→ TO BE DONE
a. Quote the passage on pride in the construction workplace between "Number three, reinforcement." and "part of reinforcement.", inclusive.
b. In the passage on pride in the construction workplace, what is listed as number one among the things leaders can do to instill pride?

→ EXCERPT
Today, I want to talk about something I've talked a lot about in the long ago past, but I haven't really talked about a lot
recently, and that's pride and doing things the right way. We've talked that construction really is a pride-filled environment
in a best case or normal case scenario. We build these things that are part of our community and all of that, and there's
something physical when we're done with our work that shows our accomplishment. And I think it's huge in the
construction workplace as well, and a big factor in culture is really the pride. I think people with pride perform better.
They perform better quality, they get more production, they have better relationships with your customers, suppliers,
subcontractors, they're more engaged in their work, they're more loyal, more likely to stay for a long time with the
company, possibly even their entire career with one company when they have pride in the work and in the company,
they're working for.
So as leaders, what are you doing and what can you do to instill this pride or assure that the company and workplace
operate in a prideful manner and a manner that allows people to feel the pride in what they're doing and the company
they're working for. So, here's a few things you can be doing. Number one, and this may be the most important of all, is
setting high standards. Nobody, I guess, has pride in doing a lousy job or doing lousy work, right? Or doing poor work. You
get pride from doing good work. So set high standards. High standards for quality, high standards for integrity, service,
relationships, teamwork, respect, mutual respect. This is both internally and externally. And civility. Set high standards for
all of those things.
Number two, enforcement. Now, I don't want you to put on your police uniform and be the police at work all day long.
You're not doing this; you're not doing that. That's not really positive enforcement. Instead, what we're looking for is
probably supportive accountability. You want to be support, but you want your folks to be accountable for doing the things
they should do to make sure that a good job is done. But on the police side of that, you also can't allow people to act
contrary to your values or the high standards, or you risk those standards becoming meaningless or having no standards
at all.
You may think you're setting high standards, but they're not translating down through the organization. So, we need
enforcement, but hopefully in the support of accountability, but if you have somebody who just doesn't get it, isn't going
to get it, and is undermining that, you may have to take much stronger corrective action. I'll let you decide what that is.
Number three, reinforcement. Remember I just said enforcement. Number three is reinforcement. So, awards and
recognition, very important part of reinforcement of high standards. Catching people, doing the right things, and letting
them know, thanking people for their performance to those high standards, celebrating wins big and small. All of those
are part of reinforcement.

→ Stored dataset items
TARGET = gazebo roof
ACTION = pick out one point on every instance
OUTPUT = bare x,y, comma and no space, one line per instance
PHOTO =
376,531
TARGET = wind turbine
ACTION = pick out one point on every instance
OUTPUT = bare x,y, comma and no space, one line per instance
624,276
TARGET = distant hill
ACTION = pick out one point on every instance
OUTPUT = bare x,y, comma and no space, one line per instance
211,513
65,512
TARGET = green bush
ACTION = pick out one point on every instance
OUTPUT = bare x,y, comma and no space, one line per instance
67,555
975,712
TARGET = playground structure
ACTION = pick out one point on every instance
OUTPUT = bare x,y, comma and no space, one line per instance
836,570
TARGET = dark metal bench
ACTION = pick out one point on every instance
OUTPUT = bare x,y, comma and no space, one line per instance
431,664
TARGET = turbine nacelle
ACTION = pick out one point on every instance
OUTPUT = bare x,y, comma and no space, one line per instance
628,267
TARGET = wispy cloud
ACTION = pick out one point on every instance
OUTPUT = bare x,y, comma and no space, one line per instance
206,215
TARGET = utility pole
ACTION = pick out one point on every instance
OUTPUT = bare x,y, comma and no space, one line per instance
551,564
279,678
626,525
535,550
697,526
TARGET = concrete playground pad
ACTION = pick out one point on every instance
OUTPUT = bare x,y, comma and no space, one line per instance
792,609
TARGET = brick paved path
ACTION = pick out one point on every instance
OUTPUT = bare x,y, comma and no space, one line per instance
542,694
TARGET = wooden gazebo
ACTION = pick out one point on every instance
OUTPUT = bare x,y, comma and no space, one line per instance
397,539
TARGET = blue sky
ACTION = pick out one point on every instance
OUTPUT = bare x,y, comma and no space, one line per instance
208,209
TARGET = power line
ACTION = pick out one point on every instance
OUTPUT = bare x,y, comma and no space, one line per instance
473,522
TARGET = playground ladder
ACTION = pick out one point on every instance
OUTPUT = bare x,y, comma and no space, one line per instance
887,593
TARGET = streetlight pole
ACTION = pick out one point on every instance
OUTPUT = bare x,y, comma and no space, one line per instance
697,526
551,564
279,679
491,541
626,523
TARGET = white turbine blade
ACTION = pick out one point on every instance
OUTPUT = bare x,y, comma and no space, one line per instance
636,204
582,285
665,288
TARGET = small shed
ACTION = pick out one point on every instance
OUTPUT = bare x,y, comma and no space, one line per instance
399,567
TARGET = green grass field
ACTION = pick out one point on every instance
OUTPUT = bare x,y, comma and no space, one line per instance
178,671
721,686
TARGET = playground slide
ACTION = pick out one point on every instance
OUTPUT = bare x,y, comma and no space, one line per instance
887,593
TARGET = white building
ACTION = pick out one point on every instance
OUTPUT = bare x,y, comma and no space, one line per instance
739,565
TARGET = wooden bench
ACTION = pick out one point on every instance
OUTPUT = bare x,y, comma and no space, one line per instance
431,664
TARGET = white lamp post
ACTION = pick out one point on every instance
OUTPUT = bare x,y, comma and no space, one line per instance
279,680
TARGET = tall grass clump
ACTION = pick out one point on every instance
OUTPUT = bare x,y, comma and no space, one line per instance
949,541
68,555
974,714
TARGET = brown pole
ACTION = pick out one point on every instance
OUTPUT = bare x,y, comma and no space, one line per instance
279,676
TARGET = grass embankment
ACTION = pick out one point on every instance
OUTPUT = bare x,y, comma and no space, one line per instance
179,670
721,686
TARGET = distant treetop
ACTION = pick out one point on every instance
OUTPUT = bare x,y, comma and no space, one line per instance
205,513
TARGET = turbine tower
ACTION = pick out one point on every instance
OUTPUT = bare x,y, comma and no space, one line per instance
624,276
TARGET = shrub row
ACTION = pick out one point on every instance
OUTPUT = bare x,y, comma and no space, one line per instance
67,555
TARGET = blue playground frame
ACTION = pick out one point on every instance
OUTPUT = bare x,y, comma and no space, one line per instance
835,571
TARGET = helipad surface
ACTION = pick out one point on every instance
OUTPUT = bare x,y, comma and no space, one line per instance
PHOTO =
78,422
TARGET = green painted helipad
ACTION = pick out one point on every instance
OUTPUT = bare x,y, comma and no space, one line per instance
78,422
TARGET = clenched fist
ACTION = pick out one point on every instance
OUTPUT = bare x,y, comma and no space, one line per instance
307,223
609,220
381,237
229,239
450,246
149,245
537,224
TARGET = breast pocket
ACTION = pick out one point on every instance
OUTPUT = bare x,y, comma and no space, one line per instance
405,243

...

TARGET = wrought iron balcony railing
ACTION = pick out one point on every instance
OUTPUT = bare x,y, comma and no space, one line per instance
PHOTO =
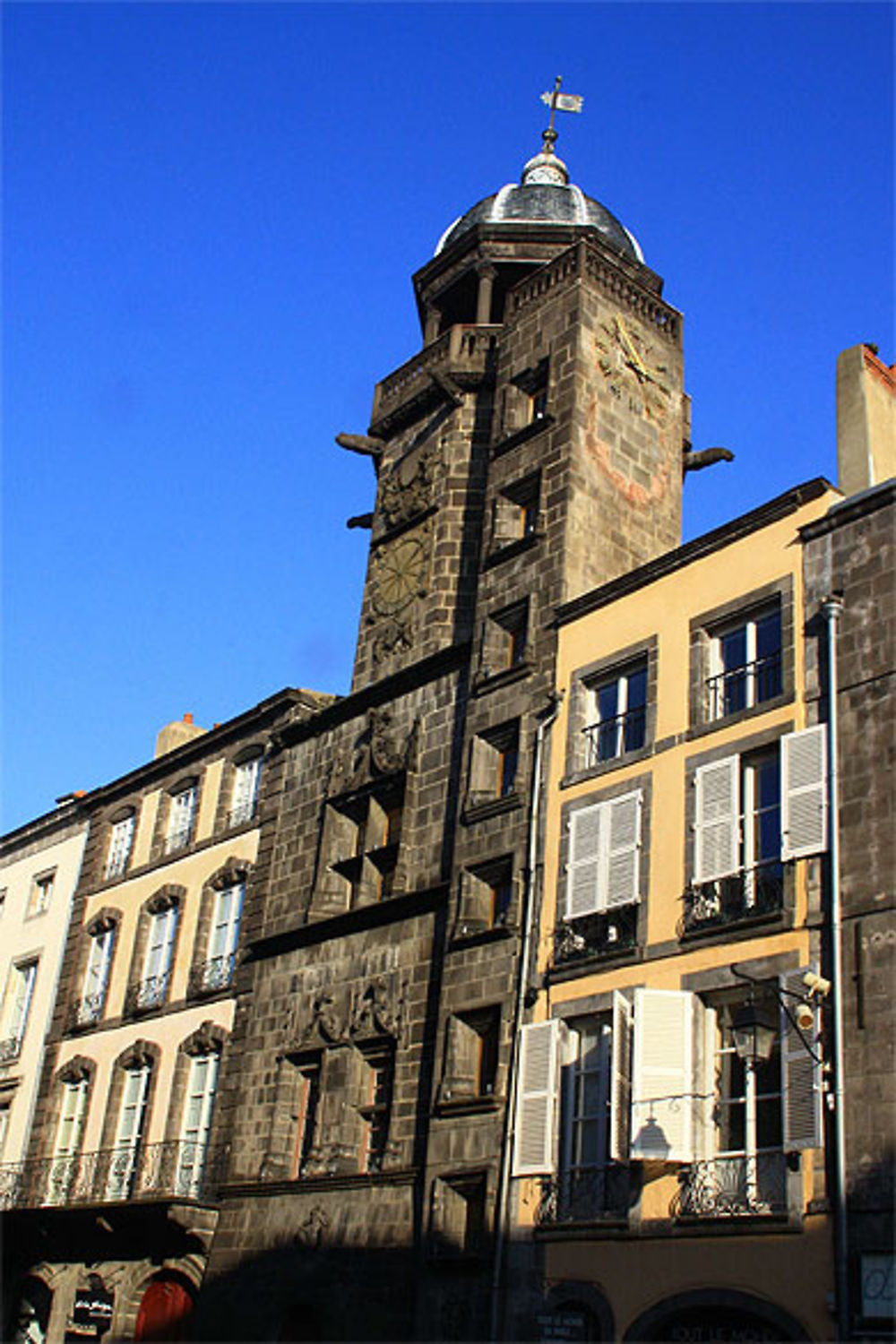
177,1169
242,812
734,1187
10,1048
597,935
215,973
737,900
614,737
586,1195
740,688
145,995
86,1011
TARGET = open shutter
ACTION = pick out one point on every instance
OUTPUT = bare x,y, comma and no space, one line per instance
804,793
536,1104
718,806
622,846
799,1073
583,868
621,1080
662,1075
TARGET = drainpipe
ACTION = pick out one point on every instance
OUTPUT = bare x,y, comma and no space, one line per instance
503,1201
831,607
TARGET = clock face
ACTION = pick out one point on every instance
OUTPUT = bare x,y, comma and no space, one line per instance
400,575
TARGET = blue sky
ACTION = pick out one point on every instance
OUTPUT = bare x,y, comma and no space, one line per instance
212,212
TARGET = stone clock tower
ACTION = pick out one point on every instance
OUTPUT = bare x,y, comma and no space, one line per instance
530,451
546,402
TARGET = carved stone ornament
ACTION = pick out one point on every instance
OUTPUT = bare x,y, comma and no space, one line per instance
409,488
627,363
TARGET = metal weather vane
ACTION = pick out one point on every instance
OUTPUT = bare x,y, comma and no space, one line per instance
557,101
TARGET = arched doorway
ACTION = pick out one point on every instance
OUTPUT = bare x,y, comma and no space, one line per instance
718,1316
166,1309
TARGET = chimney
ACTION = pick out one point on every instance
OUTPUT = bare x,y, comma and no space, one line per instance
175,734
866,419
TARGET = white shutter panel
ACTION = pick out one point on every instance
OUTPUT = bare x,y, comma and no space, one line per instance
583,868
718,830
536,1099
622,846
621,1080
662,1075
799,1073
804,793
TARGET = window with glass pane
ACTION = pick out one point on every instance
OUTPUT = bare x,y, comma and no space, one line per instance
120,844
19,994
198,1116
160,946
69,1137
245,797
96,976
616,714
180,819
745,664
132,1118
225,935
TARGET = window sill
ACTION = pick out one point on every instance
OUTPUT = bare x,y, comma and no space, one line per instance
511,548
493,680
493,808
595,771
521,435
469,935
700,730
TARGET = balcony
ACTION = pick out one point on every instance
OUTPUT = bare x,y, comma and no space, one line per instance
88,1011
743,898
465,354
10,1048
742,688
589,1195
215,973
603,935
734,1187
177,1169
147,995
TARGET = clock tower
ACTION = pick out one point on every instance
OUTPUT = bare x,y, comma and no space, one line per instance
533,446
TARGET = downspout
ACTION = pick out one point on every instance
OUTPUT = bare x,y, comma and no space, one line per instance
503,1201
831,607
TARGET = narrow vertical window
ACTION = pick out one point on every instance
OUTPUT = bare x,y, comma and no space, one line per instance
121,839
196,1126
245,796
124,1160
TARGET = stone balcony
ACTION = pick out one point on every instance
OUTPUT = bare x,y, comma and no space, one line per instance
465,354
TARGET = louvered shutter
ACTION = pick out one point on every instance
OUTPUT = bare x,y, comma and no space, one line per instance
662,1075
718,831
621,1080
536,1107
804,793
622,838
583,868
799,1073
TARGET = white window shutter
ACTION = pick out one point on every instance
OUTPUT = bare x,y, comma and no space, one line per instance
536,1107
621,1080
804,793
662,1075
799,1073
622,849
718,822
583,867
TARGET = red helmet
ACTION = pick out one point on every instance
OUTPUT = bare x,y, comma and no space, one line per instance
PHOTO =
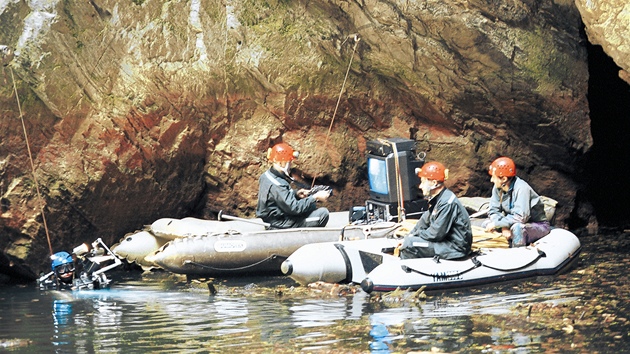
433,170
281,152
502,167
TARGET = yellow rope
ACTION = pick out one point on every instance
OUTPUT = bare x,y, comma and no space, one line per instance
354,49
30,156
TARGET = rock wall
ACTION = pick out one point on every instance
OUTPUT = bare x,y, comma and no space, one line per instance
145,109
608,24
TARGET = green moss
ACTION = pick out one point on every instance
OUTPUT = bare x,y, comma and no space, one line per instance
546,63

==

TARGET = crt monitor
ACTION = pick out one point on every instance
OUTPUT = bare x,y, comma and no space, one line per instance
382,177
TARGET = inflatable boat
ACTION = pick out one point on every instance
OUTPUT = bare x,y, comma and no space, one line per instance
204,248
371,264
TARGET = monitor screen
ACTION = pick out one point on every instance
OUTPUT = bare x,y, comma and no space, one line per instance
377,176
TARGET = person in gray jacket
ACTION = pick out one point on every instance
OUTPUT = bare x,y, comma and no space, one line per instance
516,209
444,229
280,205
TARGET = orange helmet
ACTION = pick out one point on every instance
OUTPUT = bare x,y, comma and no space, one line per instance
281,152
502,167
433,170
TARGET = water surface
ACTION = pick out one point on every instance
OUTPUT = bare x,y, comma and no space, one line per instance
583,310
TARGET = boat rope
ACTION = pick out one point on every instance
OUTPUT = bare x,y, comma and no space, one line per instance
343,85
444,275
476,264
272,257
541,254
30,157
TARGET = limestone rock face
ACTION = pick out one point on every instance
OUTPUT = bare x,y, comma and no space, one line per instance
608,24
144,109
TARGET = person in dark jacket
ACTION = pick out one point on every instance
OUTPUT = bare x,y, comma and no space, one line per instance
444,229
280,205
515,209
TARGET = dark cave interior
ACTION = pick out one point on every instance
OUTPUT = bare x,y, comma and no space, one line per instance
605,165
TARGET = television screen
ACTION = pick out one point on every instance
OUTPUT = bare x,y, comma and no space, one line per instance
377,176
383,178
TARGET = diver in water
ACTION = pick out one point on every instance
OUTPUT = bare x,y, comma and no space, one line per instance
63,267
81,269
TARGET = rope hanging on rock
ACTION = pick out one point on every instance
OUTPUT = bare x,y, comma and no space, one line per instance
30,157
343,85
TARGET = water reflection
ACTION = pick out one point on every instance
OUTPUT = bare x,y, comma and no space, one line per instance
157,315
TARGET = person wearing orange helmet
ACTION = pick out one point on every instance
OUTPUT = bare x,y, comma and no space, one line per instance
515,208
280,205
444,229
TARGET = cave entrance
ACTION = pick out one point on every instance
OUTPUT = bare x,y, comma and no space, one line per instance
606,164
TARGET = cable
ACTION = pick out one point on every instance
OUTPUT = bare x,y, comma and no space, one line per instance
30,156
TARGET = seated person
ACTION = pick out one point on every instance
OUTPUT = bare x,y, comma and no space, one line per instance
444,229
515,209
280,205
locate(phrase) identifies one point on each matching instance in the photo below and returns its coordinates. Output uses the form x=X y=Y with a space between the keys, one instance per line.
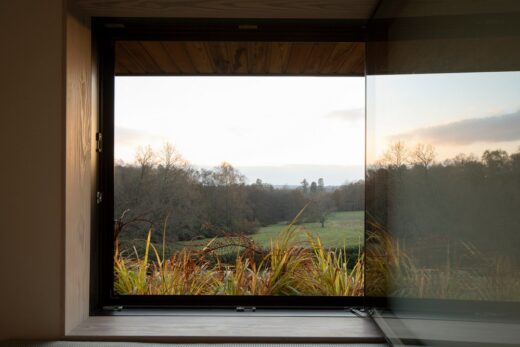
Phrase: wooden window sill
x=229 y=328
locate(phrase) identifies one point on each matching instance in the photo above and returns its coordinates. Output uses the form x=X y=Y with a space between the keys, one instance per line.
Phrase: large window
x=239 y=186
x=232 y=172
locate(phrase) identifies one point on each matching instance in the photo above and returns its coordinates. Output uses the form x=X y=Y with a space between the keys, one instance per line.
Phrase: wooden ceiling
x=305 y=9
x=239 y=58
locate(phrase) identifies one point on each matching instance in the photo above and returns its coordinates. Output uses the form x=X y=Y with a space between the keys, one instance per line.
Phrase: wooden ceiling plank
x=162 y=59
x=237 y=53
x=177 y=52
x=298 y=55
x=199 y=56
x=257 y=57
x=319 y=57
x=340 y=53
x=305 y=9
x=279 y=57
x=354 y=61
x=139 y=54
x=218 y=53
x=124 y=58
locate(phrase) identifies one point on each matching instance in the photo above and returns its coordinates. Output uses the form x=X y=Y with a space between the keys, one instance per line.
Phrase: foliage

→ FULL SOLUTIONS
a.
Number three, reinforcement. Remember I just said enforcement. Number three is reinforcement. So, awards and
recognition, very important part of reinforcement of high standards. Catching people, doing the right things, and letting
them know, thanking people for their performance to those high standards, celebrating wins big and small. All of those
are part of reinforcement.

b. Setting high standards.